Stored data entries
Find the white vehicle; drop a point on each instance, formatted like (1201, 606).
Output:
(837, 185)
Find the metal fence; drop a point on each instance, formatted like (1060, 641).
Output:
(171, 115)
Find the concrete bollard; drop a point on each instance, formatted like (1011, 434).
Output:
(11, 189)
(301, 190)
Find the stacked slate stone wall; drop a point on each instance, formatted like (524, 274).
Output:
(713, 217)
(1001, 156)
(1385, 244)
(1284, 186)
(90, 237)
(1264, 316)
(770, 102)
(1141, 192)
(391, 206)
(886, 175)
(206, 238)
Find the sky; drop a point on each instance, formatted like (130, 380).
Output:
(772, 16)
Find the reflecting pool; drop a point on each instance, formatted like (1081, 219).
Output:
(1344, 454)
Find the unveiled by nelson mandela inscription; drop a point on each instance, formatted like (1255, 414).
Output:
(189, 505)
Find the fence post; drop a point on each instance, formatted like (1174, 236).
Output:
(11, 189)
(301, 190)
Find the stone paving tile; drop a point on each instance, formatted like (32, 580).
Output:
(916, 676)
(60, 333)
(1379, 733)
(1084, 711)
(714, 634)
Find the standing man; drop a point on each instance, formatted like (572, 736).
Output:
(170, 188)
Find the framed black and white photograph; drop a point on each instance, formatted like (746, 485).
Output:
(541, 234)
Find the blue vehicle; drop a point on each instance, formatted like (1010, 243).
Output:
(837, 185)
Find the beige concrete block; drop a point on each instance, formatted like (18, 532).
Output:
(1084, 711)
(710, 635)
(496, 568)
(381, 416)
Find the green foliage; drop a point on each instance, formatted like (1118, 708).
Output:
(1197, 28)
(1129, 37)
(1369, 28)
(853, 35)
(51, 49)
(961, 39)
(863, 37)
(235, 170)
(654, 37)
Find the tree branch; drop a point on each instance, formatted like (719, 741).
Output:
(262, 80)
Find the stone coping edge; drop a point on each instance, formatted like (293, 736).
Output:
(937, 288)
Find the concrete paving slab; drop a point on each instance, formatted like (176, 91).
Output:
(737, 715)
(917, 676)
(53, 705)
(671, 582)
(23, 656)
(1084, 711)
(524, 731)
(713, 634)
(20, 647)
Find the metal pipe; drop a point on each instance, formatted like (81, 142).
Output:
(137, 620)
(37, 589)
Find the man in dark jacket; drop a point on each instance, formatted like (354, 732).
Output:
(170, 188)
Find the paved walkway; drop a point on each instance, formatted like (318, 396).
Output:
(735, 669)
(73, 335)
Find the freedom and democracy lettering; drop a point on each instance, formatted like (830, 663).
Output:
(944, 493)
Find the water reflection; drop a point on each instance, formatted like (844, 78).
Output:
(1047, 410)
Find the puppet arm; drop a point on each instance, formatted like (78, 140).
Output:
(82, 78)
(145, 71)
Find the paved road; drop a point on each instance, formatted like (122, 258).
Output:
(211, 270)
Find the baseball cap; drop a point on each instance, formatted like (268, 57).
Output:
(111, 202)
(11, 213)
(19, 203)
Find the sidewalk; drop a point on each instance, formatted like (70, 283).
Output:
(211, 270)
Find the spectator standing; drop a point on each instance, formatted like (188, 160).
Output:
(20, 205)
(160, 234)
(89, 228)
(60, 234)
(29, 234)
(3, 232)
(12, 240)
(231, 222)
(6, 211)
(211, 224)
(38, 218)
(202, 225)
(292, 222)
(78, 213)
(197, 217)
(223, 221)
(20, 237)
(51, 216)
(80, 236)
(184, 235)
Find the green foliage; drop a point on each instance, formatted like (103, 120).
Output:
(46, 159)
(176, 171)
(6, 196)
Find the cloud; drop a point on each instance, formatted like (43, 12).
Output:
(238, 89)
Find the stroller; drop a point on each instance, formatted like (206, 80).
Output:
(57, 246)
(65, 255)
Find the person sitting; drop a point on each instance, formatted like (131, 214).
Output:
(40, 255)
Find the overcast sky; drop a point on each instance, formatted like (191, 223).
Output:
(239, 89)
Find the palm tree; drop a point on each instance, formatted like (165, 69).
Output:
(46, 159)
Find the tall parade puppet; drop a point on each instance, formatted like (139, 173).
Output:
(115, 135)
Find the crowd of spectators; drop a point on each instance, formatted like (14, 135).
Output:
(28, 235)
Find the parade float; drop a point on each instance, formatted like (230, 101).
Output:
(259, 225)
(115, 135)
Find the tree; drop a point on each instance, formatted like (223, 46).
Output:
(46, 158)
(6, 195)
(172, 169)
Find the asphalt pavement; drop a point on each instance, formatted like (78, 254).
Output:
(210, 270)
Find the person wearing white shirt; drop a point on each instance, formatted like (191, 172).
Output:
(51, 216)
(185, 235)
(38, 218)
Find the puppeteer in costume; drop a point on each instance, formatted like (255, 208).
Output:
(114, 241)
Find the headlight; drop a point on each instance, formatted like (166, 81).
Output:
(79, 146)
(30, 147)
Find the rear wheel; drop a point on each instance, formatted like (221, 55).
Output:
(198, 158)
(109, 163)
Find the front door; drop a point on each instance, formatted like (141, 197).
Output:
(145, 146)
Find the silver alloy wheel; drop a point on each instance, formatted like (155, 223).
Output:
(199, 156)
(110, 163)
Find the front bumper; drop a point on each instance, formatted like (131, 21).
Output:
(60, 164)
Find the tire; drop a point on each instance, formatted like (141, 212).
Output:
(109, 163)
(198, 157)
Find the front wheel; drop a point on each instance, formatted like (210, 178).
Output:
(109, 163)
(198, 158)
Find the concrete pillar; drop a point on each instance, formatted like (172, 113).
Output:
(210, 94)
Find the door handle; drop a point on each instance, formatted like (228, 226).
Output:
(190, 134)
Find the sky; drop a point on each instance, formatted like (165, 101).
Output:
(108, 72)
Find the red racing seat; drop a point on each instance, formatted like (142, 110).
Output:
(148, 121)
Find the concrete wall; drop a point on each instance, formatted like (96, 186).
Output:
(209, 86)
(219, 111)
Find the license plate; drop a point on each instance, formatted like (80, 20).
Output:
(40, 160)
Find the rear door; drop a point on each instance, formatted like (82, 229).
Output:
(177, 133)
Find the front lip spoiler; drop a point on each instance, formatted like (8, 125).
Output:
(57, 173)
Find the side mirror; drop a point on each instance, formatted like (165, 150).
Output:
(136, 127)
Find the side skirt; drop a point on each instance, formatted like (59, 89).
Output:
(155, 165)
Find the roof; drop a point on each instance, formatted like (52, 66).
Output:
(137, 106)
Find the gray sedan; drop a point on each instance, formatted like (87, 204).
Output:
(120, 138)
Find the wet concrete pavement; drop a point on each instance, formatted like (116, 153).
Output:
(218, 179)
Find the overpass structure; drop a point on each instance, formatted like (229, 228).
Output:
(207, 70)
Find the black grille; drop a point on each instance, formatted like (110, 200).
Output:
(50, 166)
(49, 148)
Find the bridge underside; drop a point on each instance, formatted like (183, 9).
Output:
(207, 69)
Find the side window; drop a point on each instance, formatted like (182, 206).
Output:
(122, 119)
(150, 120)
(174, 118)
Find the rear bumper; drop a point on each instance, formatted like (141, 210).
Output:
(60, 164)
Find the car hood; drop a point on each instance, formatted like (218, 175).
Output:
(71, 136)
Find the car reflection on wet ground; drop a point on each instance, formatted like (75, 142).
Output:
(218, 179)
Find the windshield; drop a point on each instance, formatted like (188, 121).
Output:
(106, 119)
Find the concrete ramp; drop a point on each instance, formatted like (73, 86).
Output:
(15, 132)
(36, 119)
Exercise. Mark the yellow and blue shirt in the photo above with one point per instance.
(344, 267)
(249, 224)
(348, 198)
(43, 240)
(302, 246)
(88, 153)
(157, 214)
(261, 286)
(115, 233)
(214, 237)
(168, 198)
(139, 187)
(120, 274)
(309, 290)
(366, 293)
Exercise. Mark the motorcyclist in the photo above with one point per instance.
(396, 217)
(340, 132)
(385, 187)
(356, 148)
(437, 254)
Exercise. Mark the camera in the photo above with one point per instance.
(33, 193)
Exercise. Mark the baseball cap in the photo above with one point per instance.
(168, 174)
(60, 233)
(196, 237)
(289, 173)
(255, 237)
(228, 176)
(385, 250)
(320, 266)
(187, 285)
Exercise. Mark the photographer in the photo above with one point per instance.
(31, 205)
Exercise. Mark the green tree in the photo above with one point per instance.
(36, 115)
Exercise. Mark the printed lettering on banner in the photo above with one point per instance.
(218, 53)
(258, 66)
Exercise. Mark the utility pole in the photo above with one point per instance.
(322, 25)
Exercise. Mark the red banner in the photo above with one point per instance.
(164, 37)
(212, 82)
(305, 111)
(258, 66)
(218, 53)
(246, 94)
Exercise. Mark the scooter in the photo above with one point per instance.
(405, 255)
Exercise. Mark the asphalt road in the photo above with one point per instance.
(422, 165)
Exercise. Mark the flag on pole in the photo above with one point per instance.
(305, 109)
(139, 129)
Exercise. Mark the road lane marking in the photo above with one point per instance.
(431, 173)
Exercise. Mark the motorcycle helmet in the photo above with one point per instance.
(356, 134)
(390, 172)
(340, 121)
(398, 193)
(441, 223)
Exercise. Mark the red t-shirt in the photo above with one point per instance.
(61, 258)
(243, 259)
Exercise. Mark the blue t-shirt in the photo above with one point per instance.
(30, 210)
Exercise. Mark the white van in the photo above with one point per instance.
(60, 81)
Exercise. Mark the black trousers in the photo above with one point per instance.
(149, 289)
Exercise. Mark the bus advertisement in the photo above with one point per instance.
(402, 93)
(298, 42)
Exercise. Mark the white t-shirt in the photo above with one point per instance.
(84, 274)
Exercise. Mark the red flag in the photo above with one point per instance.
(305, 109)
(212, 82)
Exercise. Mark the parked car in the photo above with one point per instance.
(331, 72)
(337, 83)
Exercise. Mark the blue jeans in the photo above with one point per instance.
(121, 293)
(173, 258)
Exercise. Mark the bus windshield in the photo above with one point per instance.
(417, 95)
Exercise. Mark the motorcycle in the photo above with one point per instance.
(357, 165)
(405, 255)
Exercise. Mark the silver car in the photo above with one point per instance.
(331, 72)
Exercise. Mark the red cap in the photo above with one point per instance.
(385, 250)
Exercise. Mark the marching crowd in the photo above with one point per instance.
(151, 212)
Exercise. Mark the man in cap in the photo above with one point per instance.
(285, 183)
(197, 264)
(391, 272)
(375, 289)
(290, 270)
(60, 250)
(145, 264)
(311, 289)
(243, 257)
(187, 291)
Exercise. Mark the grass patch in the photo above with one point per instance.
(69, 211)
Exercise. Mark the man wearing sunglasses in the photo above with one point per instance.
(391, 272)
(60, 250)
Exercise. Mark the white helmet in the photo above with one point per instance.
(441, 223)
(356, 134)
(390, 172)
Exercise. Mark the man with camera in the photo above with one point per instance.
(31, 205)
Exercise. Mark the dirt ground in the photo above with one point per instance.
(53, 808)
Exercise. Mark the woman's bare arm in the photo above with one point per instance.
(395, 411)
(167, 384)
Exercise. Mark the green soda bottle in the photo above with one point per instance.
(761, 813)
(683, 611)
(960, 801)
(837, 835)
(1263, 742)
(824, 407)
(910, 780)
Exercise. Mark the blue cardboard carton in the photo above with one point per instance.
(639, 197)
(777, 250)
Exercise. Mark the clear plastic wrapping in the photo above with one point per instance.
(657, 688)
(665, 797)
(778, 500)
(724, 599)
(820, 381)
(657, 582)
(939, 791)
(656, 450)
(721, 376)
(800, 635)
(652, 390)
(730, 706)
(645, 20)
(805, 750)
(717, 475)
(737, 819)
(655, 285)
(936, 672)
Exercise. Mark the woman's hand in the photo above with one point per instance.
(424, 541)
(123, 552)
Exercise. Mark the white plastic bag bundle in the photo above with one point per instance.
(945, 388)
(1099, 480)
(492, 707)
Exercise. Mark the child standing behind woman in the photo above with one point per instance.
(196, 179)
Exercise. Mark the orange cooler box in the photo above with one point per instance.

• [Exercise]
If a line of the data contains "front", copy it out.

• [Output]
Find the front door; drop a point on each instance, formatted like (141, 197).
Find the front bumper; drop a point on each instance, formatted like (131, 21).
Find the front wheel; drop a point on each instance, formatted like (210, 178).
Find the front lip spoiler; drop a point on each instance, formatted like (8, 125).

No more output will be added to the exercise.